# Description of the task:
Answer these questions using the DevOps article:
1. What part of the Financial system does the article call a single point of failure?
2. What three things does the article say DevOps is about?
3. What kind of website does the article set out to build as a simple example?

# Reading text:
..........
DevOps: Failure Will Occur

by Shawn Bower

The term DevOps is thrown around so much that it is hard to pin down it’s meaning.  In my mind DevOps is about culture shift in the IT industry.  It is about breaking down silos, enhancing collaboration, and challenging fundamental design principles.  One principal that has been turned on its head because of the DevOps revolution is the no single point of failure design principle. This principle asserts simply that no single part of a system can stop the entire system from working. For example, in the Financial system the database server is a single point of failure. If it crashes we cannot continue to serve clients in any fashion.  In DevOps we accept that failure is the norm and we build our automation with that in mind.  In AWS we have many tools at our disposal like auto scaling groups, elastic load balances, multi-az RDS, dynamodb, s3, etc.  When architecting for the cloud keeping these tools in mind is paramount to your success.

When architecting a software system there are a lot of factors to balance. We want to make sure our software is working and performant as well as cost effective.  Let’s look at a simple example of building a self healing website that requires very little infrastructure and can be done for low cost.
..........
# Segmentation data:
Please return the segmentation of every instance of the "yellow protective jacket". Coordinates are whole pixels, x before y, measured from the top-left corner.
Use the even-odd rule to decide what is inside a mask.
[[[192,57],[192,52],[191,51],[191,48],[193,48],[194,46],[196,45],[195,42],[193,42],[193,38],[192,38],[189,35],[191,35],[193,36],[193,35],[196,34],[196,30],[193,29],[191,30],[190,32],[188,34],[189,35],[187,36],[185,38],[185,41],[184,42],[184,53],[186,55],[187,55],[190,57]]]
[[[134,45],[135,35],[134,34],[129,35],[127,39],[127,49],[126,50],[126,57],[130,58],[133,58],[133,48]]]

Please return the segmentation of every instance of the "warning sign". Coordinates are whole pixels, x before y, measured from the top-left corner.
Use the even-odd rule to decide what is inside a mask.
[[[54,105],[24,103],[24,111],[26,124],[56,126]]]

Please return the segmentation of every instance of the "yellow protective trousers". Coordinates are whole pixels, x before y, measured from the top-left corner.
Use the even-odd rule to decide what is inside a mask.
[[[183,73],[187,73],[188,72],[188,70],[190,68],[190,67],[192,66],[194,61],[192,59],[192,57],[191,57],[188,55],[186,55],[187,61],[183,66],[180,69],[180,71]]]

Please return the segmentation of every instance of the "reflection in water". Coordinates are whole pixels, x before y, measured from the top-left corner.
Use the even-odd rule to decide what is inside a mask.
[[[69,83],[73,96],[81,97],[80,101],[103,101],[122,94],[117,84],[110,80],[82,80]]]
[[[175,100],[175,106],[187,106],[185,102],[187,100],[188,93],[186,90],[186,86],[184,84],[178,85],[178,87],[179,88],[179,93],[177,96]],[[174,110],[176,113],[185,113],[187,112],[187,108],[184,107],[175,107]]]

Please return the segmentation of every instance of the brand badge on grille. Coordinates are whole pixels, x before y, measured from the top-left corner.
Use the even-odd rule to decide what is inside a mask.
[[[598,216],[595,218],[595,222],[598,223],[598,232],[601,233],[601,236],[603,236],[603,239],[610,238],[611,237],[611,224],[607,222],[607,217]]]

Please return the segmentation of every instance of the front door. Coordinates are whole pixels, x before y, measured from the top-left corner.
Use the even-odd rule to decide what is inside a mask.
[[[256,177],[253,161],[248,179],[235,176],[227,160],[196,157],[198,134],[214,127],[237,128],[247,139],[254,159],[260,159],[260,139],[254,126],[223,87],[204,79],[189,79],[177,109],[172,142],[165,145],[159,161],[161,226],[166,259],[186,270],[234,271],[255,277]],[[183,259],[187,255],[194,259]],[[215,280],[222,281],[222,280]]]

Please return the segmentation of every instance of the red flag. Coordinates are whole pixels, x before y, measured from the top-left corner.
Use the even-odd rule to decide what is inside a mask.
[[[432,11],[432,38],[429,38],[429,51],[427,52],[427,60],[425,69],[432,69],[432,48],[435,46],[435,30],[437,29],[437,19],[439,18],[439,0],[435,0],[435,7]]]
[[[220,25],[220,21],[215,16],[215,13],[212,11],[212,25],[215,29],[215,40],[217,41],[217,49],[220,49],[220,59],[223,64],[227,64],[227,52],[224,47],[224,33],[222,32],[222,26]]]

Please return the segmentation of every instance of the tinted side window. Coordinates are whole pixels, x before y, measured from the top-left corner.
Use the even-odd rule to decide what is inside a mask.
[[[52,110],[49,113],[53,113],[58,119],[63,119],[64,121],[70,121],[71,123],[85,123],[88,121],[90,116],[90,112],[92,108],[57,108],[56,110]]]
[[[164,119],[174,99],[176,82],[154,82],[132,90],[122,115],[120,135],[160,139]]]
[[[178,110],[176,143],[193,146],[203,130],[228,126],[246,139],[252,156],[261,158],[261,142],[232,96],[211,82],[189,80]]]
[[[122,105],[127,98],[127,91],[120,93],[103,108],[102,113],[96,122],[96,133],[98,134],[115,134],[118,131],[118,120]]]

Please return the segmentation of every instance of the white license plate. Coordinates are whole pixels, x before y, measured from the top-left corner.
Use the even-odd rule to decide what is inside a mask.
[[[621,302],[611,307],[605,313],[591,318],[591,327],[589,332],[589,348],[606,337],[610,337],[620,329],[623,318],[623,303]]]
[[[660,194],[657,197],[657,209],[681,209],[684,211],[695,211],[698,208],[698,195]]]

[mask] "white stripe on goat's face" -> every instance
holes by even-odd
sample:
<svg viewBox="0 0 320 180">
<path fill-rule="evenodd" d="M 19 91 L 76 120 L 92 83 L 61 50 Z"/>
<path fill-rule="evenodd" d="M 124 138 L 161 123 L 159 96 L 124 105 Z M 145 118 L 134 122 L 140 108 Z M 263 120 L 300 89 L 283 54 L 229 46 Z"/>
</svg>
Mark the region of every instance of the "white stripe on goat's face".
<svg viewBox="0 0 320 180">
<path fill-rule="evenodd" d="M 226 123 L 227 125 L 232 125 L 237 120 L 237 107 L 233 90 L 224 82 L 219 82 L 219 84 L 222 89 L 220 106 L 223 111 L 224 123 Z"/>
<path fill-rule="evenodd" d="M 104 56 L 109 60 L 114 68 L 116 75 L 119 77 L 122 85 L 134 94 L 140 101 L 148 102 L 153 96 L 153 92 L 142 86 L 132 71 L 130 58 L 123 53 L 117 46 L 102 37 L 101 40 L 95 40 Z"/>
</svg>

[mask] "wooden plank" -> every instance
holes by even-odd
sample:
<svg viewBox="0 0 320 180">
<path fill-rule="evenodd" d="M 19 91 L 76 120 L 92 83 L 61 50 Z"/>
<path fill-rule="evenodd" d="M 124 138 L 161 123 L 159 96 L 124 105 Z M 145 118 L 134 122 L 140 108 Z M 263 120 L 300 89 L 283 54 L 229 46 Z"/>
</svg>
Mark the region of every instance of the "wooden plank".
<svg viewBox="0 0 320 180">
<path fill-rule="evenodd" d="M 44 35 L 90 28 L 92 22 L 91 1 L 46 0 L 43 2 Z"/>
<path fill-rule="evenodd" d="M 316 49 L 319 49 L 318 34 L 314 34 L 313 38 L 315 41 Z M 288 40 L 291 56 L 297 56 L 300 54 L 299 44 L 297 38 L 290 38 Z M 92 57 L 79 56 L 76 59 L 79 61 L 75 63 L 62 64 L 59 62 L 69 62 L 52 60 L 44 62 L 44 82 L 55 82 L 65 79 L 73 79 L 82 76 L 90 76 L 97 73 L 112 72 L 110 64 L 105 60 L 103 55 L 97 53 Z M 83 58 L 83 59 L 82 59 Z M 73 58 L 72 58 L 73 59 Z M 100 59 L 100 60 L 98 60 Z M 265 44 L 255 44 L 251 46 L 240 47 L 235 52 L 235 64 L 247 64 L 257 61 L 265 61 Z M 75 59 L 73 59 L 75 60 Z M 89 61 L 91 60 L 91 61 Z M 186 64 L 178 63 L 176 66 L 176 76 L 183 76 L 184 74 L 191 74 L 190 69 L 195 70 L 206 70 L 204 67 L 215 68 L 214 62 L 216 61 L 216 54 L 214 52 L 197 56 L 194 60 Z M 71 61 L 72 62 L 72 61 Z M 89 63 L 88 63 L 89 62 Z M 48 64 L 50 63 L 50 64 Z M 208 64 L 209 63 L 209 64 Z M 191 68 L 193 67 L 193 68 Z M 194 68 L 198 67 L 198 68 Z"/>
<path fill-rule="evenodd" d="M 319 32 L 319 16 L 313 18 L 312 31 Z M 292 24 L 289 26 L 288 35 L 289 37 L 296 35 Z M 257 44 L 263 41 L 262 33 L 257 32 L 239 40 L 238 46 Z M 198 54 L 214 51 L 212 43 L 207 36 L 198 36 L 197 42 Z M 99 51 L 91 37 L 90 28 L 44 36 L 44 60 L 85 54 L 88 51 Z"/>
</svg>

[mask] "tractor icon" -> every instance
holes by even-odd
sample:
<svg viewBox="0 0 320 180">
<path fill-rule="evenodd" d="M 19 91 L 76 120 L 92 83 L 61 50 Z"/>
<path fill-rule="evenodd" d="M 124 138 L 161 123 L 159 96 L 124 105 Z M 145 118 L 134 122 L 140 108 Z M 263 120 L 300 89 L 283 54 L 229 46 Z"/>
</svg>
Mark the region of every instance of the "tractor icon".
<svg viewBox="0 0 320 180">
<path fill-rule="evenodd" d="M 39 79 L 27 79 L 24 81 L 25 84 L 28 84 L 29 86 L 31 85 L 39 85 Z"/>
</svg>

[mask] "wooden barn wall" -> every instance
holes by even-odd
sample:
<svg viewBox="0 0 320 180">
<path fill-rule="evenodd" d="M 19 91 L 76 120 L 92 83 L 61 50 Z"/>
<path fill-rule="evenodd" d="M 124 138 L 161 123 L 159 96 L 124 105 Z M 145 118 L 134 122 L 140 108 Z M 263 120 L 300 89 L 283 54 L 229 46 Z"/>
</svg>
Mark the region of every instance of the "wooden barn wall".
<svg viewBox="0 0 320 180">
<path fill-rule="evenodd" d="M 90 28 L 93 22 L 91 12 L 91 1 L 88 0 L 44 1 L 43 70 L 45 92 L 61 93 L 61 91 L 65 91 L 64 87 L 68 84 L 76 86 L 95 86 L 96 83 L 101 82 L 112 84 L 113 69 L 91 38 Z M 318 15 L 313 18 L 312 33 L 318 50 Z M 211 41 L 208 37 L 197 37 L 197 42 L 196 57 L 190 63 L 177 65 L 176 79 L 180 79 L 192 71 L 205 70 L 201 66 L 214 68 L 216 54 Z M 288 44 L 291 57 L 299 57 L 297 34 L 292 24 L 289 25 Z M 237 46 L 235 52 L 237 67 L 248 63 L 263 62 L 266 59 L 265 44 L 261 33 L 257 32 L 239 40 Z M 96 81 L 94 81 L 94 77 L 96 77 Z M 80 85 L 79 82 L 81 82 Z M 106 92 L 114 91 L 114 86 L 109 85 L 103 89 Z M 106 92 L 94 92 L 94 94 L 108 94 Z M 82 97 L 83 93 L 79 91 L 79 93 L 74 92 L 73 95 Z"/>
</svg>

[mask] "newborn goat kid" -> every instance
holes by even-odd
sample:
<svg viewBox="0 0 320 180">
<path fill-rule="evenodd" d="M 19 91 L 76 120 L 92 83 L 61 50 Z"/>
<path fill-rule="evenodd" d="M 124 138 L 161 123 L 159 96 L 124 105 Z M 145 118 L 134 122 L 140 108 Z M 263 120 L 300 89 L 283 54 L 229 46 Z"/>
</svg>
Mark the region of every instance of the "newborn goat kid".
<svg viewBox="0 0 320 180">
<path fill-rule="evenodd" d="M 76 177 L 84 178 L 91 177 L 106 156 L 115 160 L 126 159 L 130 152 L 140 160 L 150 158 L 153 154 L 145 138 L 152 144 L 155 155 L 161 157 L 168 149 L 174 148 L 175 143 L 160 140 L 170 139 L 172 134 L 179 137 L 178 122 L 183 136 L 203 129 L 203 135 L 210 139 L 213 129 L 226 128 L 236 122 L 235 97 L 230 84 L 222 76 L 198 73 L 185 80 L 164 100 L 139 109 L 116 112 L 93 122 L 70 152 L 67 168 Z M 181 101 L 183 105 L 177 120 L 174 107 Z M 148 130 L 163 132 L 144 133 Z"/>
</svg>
..........
# The result:
1. The database server.
2. Breaking down silos, enhancing collaboration, and challenging fundamental design principles.
3. A self healing website that requires very little infrastructure and can be done for low cost.